Required actions>
A - In the passage on tsunami warnings, what did US NOAA begin in spring 2005?
B - Please extend the passage on tsunami warnings, picking up right after its last sentence.

Warnings ------ In earlier times, a tsunami striked without warning, instilling dread and fear of the ocean. Because a tidal wave can spring from a remote, unknown, quake, there was no casual association of the wave with a local event, by which in the future to foretell them. Today, we not only have ground bases for watch for the initiating quake, but satellite monitoring of ocean movement. If a wave is associated with a definite quake, the internal quake waves travel to the target within minutes, offering warning if properly interpreted. The water wave comes many minutes to hours later, depending on distance to the target. Targets may be widely dispersed over the ocean around the quake, like they were for the December 2004 event in the Indian Ocean. Warnings must be sent to each target in time for defense or escape. Such action presumes a developed scheme of alarm and response, plus close cooperation among the targets. More locally, buoys are set up in the ocean, as they are along the Pacific coast of the US, to watch the water level. Changes indicative of a tsunami trigger alarms on shore to initiate defense plans. US NOAA in spring 2005 began a project to install such buoys along the Atlantic and Gulf coast. These are in anticipation of a plausible tsunami rising from the Canary Islands.

Excerpted records>

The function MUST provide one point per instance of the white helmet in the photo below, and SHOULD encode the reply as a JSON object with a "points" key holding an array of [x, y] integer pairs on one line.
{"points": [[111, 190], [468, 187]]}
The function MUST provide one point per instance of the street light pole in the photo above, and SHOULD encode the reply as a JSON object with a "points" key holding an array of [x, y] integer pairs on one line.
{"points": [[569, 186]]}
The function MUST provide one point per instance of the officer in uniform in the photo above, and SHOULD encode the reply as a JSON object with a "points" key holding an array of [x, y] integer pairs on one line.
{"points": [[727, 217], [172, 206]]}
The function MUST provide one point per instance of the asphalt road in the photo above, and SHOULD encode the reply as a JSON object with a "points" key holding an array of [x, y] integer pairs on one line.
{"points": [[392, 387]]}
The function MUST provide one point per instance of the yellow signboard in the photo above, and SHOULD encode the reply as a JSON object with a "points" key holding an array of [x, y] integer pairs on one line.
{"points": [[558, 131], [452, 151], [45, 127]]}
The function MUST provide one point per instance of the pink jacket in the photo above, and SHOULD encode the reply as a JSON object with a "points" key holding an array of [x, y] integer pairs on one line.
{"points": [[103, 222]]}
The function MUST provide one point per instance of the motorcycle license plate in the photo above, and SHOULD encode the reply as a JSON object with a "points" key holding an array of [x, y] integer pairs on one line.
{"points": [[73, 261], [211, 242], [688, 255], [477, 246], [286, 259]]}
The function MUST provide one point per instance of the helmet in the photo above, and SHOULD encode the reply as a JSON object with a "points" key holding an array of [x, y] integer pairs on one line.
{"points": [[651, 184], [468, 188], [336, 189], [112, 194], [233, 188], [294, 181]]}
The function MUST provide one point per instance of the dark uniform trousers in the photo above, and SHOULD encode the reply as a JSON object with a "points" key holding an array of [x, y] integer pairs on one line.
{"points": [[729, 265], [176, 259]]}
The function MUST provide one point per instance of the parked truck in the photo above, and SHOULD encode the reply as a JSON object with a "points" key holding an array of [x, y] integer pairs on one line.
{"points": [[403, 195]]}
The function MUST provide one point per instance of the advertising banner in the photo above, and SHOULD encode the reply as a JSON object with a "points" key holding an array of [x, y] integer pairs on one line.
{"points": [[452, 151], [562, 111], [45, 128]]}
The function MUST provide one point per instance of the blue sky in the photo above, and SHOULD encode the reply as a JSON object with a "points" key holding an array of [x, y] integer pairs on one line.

Answers by item>
A - A project to install buoys along the Atlantic and Gulf coast.

B -
Conclusion -------- Only a week earlier I heard the Vesuvius talk, which emphasized the futility of moving people from the volcano zone for a predicted eruption. Briefly, Vesuvius is surrounding by conurbation, including the town of Naples, to within a few kilometers of its crater. Altho there were two massive blowups in history, in 79 and 1631, few, if any, lessons were learned about living with the volcano. For tsunamis, the only one on the East Coast reliably recorded was that associated with the quake in Lisbon, Portugal, in the 1700s. Few enough people lived on the coast back then to suffer unrecoverable damage. Because no tidal waves happened since then, it was in time forgotten. The other threat of tsunami comes from the crash of an asteroid. The instantaneous conversion of kinetic energy to mechanical motion of water could raise global tidal waves that would inundate just about all of human civilization. Everywhere, not just in certain countries. With the damage so great and remaining resources so little, human existence on Earth after an asteroid collision could well be thrown back to the stone age level.